▶ _Required work_: Starting at the line that contains "Where can the long", copy each line through the final one exactly as written.

[Data records]

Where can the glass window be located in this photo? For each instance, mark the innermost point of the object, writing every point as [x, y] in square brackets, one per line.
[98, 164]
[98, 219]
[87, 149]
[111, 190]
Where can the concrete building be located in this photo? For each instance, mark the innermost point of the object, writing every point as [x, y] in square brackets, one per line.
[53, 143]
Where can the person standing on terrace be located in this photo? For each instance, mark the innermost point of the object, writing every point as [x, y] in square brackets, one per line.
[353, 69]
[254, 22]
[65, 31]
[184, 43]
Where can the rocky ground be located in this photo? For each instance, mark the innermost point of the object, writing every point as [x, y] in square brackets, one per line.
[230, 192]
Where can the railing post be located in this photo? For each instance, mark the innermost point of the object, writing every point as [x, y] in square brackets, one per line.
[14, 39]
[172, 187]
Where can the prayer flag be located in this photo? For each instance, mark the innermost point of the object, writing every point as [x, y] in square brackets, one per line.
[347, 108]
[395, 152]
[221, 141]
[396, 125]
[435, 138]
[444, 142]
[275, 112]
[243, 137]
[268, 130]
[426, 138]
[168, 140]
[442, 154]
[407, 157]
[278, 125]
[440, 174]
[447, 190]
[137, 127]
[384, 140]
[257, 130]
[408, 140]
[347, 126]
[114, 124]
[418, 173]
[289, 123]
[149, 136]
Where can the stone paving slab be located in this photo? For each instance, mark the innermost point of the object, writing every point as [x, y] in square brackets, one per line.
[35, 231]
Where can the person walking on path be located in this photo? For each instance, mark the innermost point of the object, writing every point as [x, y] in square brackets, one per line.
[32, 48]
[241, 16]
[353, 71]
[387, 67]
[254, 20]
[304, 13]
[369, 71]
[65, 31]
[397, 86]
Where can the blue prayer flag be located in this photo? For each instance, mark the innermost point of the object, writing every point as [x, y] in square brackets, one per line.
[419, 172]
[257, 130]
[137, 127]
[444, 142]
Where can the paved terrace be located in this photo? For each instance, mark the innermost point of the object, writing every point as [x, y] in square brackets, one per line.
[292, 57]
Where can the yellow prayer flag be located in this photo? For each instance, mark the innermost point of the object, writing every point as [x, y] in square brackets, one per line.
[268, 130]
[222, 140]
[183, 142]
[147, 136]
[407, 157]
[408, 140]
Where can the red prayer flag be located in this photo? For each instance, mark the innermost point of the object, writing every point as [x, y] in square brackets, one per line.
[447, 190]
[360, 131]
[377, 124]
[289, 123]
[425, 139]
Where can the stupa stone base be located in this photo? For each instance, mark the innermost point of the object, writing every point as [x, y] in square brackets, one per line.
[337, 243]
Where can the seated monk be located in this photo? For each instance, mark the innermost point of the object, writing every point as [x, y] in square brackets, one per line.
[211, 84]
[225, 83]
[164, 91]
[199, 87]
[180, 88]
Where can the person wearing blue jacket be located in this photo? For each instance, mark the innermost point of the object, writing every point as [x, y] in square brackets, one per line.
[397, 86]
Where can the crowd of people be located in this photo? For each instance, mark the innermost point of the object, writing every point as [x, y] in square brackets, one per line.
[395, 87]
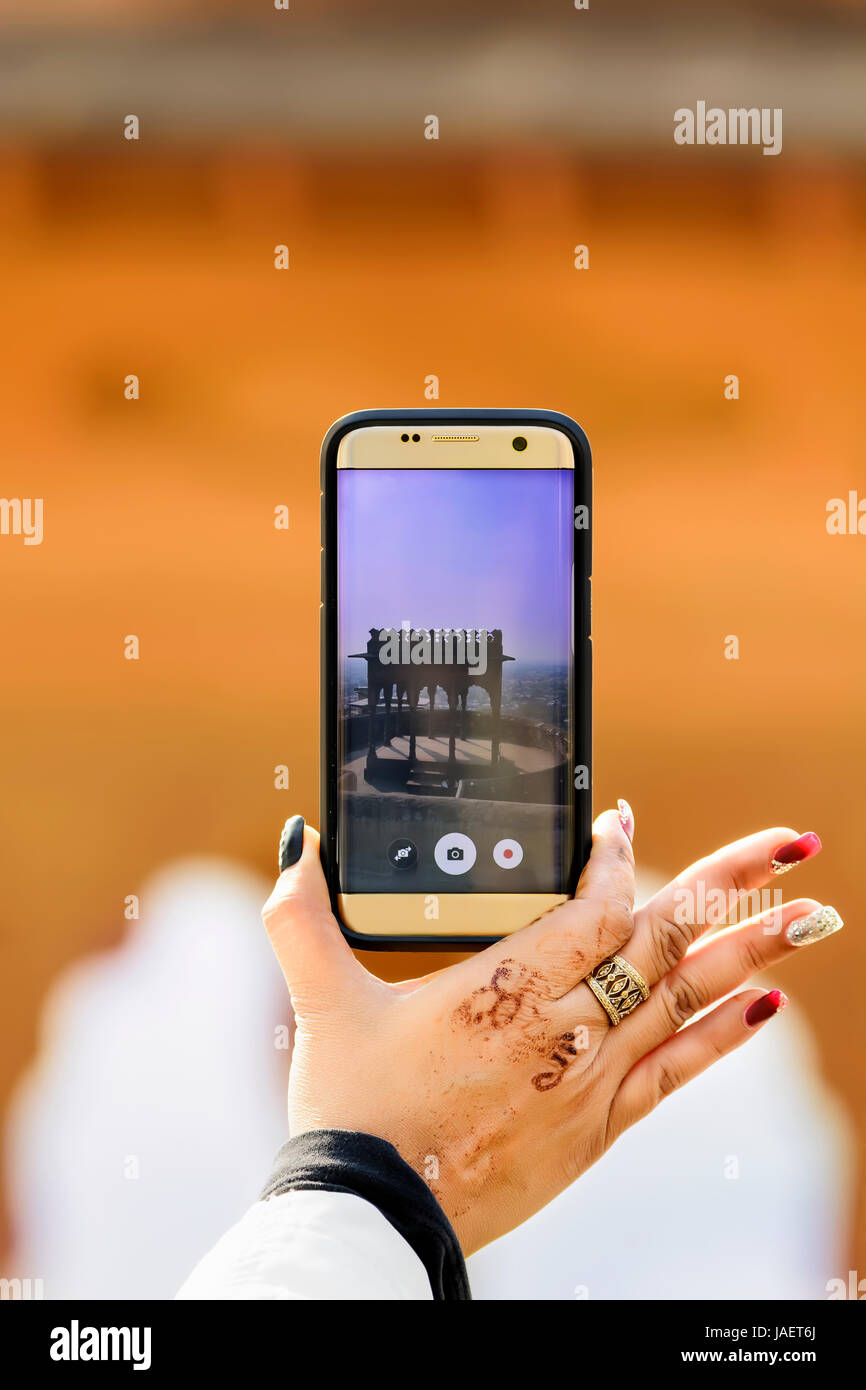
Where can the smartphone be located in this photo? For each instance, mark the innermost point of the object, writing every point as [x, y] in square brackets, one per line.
[456, 774]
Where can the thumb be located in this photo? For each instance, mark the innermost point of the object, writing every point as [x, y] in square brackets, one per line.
[313, 954]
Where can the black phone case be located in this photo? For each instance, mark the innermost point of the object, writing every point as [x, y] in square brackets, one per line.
[328, 697]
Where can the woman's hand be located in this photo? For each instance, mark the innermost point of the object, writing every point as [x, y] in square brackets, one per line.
[501, 1079]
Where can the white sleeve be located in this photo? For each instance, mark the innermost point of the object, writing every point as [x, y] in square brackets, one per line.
[310, 1244]
[342, 1216]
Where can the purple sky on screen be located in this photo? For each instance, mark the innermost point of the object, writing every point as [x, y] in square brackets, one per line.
[458, 548]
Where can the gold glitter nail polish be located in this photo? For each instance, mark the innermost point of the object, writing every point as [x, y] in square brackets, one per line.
[820, 923]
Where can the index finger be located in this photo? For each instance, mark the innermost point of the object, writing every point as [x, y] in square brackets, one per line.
[709, 891]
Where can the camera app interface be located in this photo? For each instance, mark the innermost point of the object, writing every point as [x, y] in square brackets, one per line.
[455, 680]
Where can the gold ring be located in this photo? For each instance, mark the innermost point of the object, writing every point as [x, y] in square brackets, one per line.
[617, 987]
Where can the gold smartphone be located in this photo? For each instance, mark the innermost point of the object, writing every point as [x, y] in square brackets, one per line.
[456, 672]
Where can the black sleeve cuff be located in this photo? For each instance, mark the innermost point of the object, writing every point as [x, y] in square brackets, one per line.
[339, 1161]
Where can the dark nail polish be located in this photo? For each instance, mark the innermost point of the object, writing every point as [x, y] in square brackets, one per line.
[626, 818]
[291, 843]
[787, 856]
[765, 1008]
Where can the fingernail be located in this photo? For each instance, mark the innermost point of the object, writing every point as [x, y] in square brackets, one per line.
[820, 923]
[291, 843]
[765, 1008]
[791, 855]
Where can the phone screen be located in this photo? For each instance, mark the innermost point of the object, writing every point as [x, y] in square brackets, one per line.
[455, 680]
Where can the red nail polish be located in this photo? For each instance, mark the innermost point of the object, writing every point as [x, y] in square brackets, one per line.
[765, 1008]
[787, 856]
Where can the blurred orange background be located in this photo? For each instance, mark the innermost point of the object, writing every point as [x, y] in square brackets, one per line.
[413, 257]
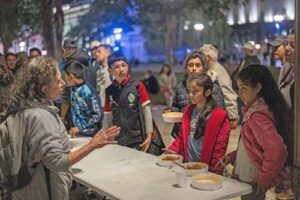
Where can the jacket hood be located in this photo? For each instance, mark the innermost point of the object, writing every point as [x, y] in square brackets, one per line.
[80, 56]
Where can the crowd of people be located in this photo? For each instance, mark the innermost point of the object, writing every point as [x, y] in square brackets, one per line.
[98, 97]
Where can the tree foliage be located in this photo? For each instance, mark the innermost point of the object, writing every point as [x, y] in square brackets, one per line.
[24, 18]
[102, 17]
[16, 16]
[162, 21]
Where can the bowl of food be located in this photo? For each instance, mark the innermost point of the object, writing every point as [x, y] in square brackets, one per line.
[193, 168]
[167, 160]
[207, 181]
[172, 117]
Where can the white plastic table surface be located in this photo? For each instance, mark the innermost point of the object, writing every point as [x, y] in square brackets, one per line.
[122, 173]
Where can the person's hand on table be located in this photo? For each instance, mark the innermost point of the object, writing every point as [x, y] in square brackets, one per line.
[166, 150]
[260, 190]
[234, 123]
[73, 131]
[167, 110]
[146, 144]
[225, 160]
[104, 137]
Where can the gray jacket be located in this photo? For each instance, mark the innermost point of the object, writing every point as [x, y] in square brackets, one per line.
[230, 97]
[47, 144]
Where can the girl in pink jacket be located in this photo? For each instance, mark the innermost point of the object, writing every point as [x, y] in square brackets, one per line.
[265, 134]
[205, 128]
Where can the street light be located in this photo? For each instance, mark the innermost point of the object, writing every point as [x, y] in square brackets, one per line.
[199, 27]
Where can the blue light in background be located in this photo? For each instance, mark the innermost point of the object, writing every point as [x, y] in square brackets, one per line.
[118, 36]
[118, 30]
[116, 48]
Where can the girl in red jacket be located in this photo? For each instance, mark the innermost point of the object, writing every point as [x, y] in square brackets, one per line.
[265, 133]
[205, 128]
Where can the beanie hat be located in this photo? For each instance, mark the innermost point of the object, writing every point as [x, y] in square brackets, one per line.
[249, 46]
[70, 43]
[114, 58]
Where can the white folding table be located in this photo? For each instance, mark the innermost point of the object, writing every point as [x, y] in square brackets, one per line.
[122, 173]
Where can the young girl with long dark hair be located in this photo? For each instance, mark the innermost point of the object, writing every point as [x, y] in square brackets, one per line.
[205, 127]
[265, 134]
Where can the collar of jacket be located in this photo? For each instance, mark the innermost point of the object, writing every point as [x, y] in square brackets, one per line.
[79, 84]
[124, 82]
[259, 105]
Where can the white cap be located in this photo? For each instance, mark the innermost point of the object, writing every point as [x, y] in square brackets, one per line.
[95, 44]
[249, 46]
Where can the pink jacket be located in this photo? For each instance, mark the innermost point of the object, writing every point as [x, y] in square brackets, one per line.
[215, 138]
[263, 143]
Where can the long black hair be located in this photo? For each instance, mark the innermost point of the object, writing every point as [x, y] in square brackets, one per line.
[254, 74]
[203, 80]
[194, 54]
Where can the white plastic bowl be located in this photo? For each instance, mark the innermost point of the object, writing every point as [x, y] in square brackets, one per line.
[167, 163]
[191, 172]
[207, 181]
[172, 117]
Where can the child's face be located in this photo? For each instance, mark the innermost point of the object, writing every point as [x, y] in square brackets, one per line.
[70, 79]
[247, 93]
[194, 66]
[197, 94]
[55, 89]
[119, 70]
[279, 53]
[166, 69]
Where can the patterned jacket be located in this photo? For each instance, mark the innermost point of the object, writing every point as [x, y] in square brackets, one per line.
[86, 110]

▶ _Final result_:
Where can the long black hair be located in this photo? For each instance, mark the innermost point of the object, writing every point as [x, y] in square brackets, one per line.
[254, 74]
[203, 80]
[194, 54]
Where can the white plastic bowl be located in this photo? For each instance, mark the innermost point of the object, writing every point as [x, y] in square brackets, one per line.
[167, 163]
[191, 172]
[207, 181]
[172, 117]
Where can the child's face be located in this photo? For each instance, mark the innermost point of the object, writing every point as [x, y] in square brackets, one per line.
[70, 79]
[247, 93]
[194, 66]
[197, 94]
[55, 89]
[119, 70]
[279, 53]
[166, 69]
Where can the patterned jacket be located in this photo? For each instance, mark the innermost point of the object, writing every point as [x, y] in square brackets, one per line.
[86, 110]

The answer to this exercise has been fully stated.